▸ What you should do:
The output must be the data, printed exactly as written.

▸ Data shown:
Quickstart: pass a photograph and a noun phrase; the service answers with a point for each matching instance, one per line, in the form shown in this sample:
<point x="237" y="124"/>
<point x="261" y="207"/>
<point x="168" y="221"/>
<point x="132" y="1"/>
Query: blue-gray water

▸ Solution:
Quickstart: pass a photograph and a noun phrase; the service answers with a point for each matching instance, one per line, in the form shown in this sample:
<point x="237" y="124"/>
<point x="261" y="207"/>
<point x="168" y="221"/>
<point x="132" y="1"/>
Query: blue-gray water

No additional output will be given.